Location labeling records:

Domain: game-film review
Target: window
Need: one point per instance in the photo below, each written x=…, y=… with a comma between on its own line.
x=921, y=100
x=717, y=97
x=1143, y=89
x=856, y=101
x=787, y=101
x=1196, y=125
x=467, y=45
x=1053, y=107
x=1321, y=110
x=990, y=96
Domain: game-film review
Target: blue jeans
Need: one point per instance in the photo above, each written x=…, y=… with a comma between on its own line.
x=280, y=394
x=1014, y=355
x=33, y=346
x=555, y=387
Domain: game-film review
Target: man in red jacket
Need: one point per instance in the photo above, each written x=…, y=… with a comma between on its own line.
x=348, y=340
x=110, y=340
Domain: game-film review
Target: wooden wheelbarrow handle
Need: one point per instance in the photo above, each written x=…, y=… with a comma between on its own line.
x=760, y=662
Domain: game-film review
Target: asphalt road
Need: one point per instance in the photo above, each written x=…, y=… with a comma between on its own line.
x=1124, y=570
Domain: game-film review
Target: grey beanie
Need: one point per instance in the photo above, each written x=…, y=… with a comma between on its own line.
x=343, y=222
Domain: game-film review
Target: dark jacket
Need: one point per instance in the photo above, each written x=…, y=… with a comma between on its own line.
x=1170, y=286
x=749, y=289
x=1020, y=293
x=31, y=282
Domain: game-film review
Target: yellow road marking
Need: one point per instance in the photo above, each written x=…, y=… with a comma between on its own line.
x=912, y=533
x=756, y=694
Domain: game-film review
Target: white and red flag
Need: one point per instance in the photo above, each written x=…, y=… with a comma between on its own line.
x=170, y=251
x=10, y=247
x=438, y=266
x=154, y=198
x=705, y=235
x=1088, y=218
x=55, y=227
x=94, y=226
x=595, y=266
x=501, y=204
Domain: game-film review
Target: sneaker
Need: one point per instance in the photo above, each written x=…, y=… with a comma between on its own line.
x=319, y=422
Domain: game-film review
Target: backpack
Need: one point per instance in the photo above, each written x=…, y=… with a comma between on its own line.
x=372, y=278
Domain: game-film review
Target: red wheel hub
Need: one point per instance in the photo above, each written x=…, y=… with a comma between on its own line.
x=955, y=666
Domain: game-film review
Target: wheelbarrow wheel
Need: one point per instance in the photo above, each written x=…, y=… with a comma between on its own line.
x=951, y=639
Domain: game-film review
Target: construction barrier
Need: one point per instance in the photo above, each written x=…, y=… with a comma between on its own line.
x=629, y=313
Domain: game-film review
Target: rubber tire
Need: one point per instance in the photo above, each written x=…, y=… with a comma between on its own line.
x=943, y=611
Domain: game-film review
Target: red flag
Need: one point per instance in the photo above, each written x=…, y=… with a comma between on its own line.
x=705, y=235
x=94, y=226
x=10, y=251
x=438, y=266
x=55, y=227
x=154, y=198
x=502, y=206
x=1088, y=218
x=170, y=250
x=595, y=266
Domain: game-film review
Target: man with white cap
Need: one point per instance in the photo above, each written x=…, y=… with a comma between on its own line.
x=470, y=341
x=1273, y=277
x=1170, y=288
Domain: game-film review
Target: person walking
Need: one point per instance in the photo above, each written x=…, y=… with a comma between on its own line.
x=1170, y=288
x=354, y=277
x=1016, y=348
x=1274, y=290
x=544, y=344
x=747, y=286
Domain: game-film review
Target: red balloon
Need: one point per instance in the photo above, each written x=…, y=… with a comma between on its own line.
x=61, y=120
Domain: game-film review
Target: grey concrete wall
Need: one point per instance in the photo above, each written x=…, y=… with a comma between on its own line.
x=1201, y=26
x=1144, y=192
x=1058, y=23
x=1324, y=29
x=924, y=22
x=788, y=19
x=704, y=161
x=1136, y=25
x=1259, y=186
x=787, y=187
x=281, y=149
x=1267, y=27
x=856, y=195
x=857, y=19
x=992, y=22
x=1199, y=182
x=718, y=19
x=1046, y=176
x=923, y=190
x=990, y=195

Your task: Turn the lines above into a numbered list, leaving out any blank lines.

Result of the exercise:
1. Domain: game-film review
2. Target: window
3. Need: one point per instance in the photo below, each written x=…, y=… with a comma between on its own line.
4. x=921, y=100
5. x=717, y=97
6. x=1143, y=89
7. x=856, y=101
8. x=787, y=101
9. x=1196, y=125
10. x=467, y=45
11. x=1053, y=107
12. x=1321, y=110
13. x=990, y=96
14. Domain: game-film review
15. Target: blue jeans
16. Need: one point per instance in the photo above, each written x=…, y=… with a comma between on its own line.
17. x=280, y=394
18. x=1014, y=355
19. x=33, y=346
20. x=555, y=387
21. Domain: game-film review
22. Target: man in red jacket
23. Need: one point per instance in the photo above, each written x=…, y=… with a comma between on its own line.
24. x=348, y=340
25. x=110, y=340
26. Domain: game-film review
27. Target: wooden wheelbarrow handle
28. Need: one point per instance in the photo above, each written x=…, y=… with a comma between on its own line.
29. x=760, y=662
30. Domain: game-film review
31. Target: asphalt road
32. Need: one point per instance in the photo above, each written x=…, y=… with a comma between on its own line.
33. x=1124, y=570
34. Domain: game-film review
35. Target: grey beanie
36. Need: one point per instance in the photo above, each written x=…, y=… with a comma between on its own line.
37. x=343, y=222
38. Domain: game-film review
39. Target: dark jacket
40. Need: one point per instance in the photo above, each written x=…, y=… with a comma between on its own line.
41. x=1170, y=286
42. x=749, y=289
43. x=1020, y=293
44. x=31, y=282
45. Domain: game-film review
46. Target: yellow road marking
47. Need: one point per instance in the photo above, each written x=…, y=… with a comma between on its own line.
48. x=912, y=533
49. x=756, y=694
50. Domain: game-film review
51. Target: white and red flag
52. Need: one point per instance in the photo above, each written x=…, y=… with a comma between on its own line.
53. x=170, y=251
54. x=10, y=247
55. x=438, y=266
56. x=154, y=198
57. x=705, y=235
58. x=1088, y=218
59. x=55, y=227
60. x=94, y=226
61. x=595, y=266
62. x=501, y=204
63. Domain: game-film review
64. Target: sneaker
65. Need: one point per instance in the photo above, each written x=…, y=… with a comma between on its own line.
66. x=319, y=422
67. Domain: game-film review
68. Target: backpack
69. Need: one point per instance in the photo above, each written x=…, y=… with a comma between on its own line.
70. x=372, y=278
71. Domain: game-film review
72. Target: red wheel hub
73. Need: one point per instance in the photo above, each written x=…, y=… with a comma between on its own line.
74. x=955, y=666
75. Domain: game-film review
76. Target: wheelbarrow wheel
77. Need: one point per instance in the photo above, each written x=…, y=… with a comma between on its own line.
78. x=951, y=639
79. Domain: game-film review
80. Target: construction barrier
81. Need: one point per instance in the photo above, each written x=…, y=… with a comma between on its own line.
82. x=629, y=313
83. Domain: game-film review
84. Target: rubber tire
85. Need: one point per instance in the photo above, each written x=…, y=… with a comma between on its own line.
86. x=943, y=611
87. Domain: game-film review
88. Target: red flag
89. Need: one point per instance in the photo above, each written x=…, y=… with a comma between on its own line.
90. x=705, y=235
91. x=94, y=226
92. x=10, y=251
93. x=438, y=266
94. x=55, y=227
95. x=154, y=198
96. x=502, y=206
97. x=1088, y=218
98. x=170, y=250
99. x=595, y=266
100. Domain: game-film review
101. Target: man with white cap
102. Need: one point per instance in the photo above, each written x=…, y=… with a comma between on its own line.
103. x=470, y=341
104. x=1273, y=277
105. x=1170, y=288
106. Domain: game-film review
107. Target: person walking
108. Need: one point per instance in the photo above, each written x=…, y=… with a comma between on its own line.
109. x=1170, y=288
110. x=354, y=277
111. x=1016, y=348
112. x=1274, y=290
113. x=544, y=344
114. x=747, y=286
115. Domain: game-film review
116. Target: red balloon
117. Need: one point per instance in the photo above, each written x=…, y=… with a comma between on its own line.
118. x=61, y=120
119. Domain: game-film review
120. Target: grey concrete wall
121. Need: one point per instance in the photo above, each written x=…, y=… with a comma between on its own line.
122. x=1201, y=26
123. x=1144, y=192
124. x=1058, y=23
125. x=1324, y=29
126. x=924, y=22
127. x=788, y=19
128. x=704, y=161
129. x=1136, y=25
130. x=1259, y=186
131. x=787, y=187
132. x=281, y=149
133. x=1267, y=27
134. x=856, y=195
135. x=857, y=19
136. x=992, y=22
137. x=1199, y=182
138. x=718, y=19
139. x=1046, y=176
140. x=923, y=190
141. x=990, y=195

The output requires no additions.